## [PASSAGE PROVIDED]
====

# Dwarf Sag, Jungle Val, DONE. Need advice on a SUPER low tech tank.



## steven p (Jun 22, 2012)

Mmm. There are a handful of nice build journals here with pictures of what you want but I don't have any bookmarked right now.


----------



## starrlamia (Jul 31, 2012)

Use a different substrate and root tabs, I would think that would work fine. 

Sent from my Nexus S using Tapatalk 2


----------



## BruceF (Aug 5, 2011)

I had some dwarf sag growing in a tank and planted some crypts in pots to keep them seperate. The dwarf sag got into the pots anyway. I find it won't grow on a rock and so I use rocks in the places I don't want it. If nothing else the rocks make it easier to cut and prune the plants that grow under and beyond them. I imagine the partition would work well if you keep up the pruning. It just needs to be solid all the way down to the glass. 
As for sand and dirt, I find the root mass is so thick that in the end it really doesn't matter. For pruning individual runners I find it is just a matter of being gentle and maybe leaving the filter off for a while to let things settle. Scissors and long tweezers help a lot. 
I have also read that one should not grow sag and val together though that was many years ago. Innes claimed they were incompatable but that was a long time ago. I have never tried.


----------



## FORREST3320 (Sep 9, 2011)

I planed on nerly same tank setup in my 55 but using italian val or leperod vals thinner but I was going to put a layer of osmocote down then substarte then plant and after 3-4 months just put osmocote capsule down you can get 100 capsulce off amazon real cheap and just use the left over osmocote. Simple i have been using osmocote capsules in my 40 gallon and it is going great it is a very low tech tank well more like jungle lol


----------

====

## [REQUIREMENT]
In the thread on dwarf sag and jungle val, where does BruceF find that dwarf sag won't grow?

## [DATA SHOWN]
====

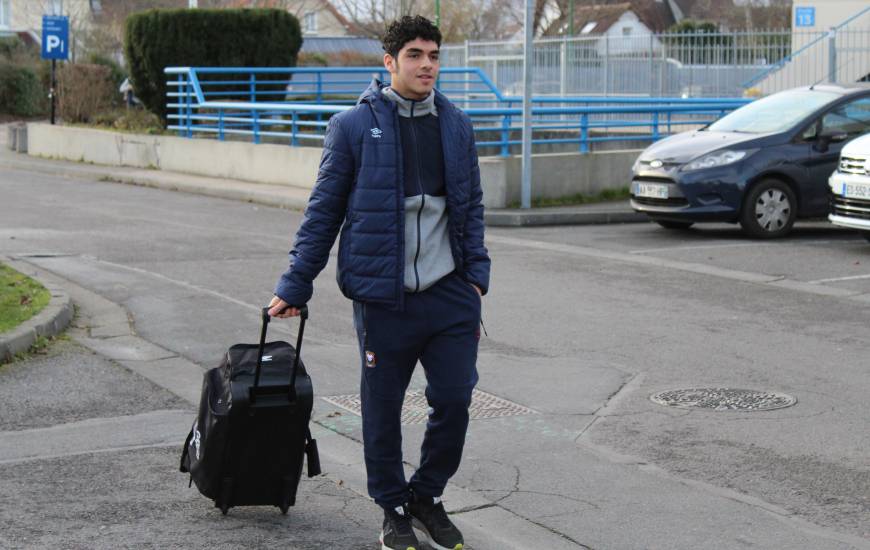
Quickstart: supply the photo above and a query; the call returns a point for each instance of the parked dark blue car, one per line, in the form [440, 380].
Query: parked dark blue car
[762, 166]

====

## [THE RESULT]
On a rock.